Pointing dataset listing
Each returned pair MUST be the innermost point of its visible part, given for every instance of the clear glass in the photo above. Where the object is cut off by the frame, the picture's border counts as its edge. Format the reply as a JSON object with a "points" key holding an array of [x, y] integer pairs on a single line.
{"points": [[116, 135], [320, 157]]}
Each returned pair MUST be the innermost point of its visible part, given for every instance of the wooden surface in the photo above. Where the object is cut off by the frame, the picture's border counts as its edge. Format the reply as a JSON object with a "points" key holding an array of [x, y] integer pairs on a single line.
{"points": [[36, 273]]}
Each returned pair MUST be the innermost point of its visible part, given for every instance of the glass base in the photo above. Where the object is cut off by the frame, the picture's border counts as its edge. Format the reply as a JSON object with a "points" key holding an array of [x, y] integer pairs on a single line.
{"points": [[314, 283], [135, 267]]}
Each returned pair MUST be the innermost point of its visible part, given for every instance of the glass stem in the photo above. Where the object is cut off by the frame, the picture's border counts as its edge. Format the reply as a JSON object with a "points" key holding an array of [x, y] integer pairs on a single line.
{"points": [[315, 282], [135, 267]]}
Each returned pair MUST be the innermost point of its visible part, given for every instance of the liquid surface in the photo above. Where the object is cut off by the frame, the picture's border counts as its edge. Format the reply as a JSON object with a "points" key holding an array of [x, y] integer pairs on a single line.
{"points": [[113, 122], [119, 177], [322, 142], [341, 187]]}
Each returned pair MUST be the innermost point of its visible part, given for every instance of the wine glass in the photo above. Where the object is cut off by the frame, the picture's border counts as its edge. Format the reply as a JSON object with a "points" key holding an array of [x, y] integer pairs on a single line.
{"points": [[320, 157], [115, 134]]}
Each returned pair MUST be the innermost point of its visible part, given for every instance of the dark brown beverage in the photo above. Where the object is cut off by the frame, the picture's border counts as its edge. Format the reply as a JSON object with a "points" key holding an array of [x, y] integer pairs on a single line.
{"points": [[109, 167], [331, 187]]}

- **DIRECTION**
Please repeat the stretch of the listing above from the line containing "of the wine" through the end of the listing, word for word.

- **OUTPUT OF THE TASK**
Each returned pair MUST be the innermost point of its visible part, given for every instance of the wine glass in the photo above. Where the object is cut off by the frame, the picture's border counts as its edge. Format the reply as a JSON object with a "points" key holding an array of [x, y] integer pairs on a single line.
{"points": [[320, 157], [115, 134]]}
Each returned pair MUST be the innermost point of its visible part, given for every instance of the dark brown beverage in the photo above. Where the object is cut off by the frame, the picture's border counts as its edge. Format the reply as a JSON object with a "points" key holding an array of [x, y] integer pairs on a single line.
{"points": [[109, 167], [331, 187]]}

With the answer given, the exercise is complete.